▶ [What you will do]:
1) Answer these questions using the passage on athlete parking:
(a) Through which department could special parking arrangements be made?
(b) What kind of parking does Alexander feel is less accessible?
(c) Which team is Drake Dusek on?
2) Locate each line in the rows that contains the string "plastic", and copy those lines. Case counts.

▶ [Source passage]:
▽

Coggins said students can make arrangements on a case-by-case basis and understands athletes may need special arrangements. He said these arrangements could be made through the athletic department in the cases of a team returning late at night as well as injuries that occur.

“As a general rule, if specific arrangements need to be made for safety and health reasons that is something that can be considered,” Coggins said. “But to open up and say that anyone can park here [coliseum] you open up to all the issues of ratios of commuter vs. resident vs. reserved are allocated throughout the campus.”

Resident, commuter and reserved parking is all divided according to needs, but Alexander said she feels like commuter parking is less accessible.

“Personally, I believe that a commuter has a harder time finding parking close,” Alexander said. “Being an injured, commuter athlete I have to drive to all my classes, so I don’t put more stress on my back. The parking on campus is not ideal for anyone that is hurt. I do think that injured athletes should be able to park as close to the coliseum as they can.”

Drake Dusek, business freshman on the men’s basketball team, said all athletes should be able to park at the coliseum because of the large amount of time they spend there each day.

“Athletes should be able to park at the coliseum because a lot of their events are primarily focused around that area including the soccer fields, basketball courts, volleyball courts,” Dusek said. “Everyone [student-athletes] pretty much originates from that area so it would be best if they would be able to park there.”

△

▶ [Working data]:
▽

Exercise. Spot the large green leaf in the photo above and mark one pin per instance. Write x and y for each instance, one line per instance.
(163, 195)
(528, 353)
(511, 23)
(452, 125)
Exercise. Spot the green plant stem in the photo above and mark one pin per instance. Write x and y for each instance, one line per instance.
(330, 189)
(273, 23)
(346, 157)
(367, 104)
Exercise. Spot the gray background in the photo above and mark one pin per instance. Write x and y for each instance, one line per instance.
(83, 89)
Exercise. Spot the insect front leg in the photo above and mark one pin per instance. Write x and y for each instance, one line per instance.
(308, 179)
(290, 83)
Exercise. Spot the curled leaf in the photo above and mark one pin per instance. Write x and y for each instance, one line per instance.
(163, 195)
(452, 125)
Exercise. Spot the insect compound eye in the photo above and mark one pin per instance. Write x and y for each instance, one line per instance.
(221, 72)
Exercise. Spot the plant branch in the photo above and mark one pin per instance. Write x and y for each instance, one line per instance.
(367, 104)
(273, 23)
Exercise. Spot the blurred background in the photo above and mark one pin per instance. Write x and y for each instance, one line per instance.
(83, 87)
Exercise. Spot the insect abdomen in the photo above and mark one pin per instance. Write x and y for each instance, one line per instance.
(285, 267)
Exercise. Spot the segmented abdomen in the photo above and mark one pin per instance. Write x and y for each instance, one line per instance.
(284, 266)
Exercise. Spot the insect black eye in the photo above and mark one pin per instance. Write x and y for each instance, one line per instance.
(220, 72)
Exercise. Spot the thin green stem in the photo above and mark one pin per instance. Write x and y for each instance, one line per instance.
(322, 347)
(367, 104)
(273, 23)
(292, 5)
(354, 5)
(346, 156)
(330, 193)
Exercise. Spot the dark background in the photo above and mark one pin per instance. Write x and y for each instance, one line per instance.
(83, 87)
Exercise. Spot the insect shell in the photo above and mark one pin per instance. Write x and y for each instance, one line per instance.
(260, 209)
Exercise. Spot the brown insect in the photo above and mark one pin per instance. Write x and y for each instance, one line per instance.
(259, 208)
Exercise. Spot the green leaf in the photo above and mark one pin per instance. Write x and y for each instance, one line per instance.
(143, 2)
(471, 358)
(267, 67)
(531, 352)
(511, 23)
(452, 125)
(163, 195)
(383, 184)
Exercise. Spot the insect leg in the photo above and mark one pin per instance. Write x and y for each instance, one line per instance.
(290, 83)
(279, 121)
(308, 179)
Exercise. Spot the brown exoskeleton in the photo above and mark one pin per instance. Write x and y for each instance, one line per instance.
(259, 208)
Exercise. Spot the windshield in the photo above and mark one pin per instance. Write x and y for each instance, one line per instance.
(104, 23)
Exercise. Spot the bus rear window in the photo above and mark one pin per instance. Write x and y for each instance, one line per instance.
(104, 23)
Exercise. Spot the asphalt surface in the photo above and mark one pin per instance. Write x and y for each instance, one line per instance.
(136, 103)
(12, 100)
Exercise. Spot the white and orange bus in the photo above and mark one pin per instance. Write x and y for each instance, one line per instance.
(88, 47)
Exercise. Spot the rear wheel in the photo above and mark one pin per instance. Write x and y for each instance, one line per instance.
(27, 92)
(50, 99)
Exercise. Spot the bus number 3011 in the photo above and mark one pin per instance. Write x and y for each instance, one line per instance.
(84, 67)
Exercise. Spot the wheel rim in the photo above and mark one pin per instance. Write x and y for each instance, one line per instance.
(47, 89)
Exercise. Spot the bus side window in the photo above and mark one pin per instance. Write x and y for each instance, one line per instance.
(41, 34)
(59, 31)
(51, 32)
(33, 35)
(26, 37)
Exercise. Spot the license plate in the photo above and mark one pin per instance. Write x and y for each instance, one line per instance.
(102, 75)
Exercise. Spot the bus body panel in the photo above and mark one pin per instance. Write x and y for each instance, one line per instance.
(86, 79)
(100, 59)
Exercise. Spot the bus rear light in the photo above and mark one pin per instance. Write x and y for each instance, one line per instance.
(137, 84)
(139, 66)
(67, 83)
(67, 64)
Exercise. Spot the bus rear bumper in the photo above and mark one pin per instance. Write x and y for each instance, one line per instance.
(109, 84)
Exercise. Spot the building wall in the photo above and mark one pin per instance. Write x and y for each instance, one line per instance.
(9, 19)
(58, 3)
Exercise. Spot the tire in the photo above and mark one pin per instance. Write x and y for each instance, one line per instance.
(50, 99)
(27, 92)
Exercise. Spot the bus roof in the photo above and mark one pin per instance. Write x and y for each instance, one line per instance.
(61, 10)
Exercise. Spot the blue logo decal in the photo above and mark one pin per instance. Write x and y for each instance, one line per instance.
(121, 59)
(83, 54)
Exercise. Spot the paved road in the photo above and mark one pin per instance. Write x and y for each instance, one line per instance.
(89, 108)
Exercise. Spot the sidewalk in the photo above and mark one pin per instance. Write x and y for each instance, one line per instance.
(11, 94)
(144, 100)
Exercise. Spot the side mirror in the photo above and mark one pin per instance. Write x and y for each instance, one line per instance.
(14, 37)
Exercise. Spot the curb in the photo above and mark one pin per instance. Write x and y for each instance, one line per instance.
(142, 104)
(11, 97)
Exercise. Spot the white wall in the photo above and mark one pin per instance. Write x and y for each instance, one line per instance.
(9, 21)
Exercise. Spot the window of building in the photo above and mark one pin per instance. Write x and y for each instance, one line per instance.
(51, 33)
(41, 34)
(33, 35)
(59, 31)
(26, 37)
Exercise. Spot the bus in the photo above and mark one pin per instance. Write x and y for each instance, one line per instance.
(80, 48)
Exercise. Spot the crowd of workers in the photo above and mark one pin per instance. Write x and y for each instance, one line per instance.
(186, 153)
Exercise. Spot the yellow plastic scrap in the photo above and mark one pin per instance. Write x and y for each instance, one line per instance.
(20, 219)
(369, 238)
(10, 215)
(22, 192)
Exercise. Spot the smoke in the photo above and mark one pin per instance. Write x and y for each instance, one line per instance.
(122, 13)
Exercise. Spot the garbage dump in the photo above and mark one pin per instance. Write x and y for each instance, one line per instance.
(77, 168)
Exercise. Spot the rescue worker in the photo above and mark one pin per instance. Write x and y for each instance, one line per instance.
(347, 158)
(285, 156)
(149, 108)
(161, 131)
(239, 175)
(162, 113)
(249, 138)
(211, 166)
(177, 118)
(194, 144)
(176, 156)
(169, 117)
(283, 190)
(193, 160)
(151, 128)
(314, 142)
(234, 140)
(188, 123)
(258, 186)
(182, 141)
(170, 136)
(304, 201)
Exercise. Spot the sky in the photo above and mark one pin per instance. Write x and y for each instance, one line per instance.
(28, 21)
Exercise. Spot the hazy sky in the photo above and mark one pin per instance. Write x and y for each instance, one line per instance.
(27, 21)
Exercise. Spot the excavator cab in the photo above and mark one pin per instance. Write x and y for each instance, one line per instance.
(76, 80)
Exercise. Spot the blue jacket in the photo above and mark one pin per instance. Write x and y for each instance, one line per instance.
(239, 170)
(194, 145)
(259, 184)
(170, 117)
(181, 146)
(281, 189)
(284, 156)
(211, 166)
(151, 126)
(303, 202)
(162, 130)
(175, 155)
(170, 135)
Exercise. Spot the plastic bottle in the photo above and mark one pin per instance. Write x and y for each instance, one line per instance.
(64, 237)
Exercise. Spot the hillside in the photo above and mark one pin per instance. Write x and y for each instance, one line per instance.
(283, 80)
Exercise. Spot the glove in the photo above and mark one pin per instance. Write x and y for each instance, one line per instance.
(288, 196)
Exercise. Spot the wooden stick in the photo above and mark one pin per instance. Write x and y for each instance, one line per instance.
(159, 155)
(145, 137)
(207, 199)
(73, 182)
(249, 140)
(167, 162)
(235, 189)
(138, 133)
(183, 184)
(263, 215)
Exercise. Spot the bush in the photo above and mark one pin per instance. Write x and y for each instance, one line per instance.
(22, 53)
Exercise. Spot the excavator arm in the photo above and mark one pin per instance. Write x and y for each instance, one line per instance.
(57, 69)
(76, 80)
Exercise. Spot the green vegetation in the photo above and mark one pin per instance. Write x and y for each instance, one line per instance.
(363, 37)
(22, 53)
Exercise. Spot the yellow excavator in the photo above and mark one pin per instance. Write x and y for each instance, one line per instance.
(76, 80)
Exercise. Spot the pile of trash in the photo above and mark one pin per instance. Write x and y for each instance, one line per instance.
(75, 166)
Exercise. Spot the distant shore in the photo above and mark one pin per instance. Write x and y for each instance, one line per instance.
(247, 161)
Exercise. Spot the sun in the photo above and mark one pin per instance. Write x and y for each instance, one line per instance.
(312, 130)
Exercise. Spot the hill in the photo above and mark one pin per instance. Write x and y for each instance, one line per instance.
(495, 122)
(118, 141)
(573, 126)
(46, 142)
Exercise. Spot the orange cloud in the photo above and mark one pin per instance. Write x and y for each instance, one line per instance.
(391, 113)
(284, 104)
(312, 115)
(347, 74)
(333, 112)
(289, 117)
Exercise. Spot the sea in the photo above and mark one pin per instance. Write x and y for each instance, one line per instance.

△

▶ [Responses]:
1)
(a) The athletic department.
(b) Commuter parking.
(c) The men's basketball team.

2)
Exercise. Spot the yellow plastic scrap in the photo above and mark one pin per instance. Write x and y for each instance, one line per instance.
Exercise. Spot the plastic bottle in the photo above and mark one pin per instance. Write x and y for each instance, one line per instance.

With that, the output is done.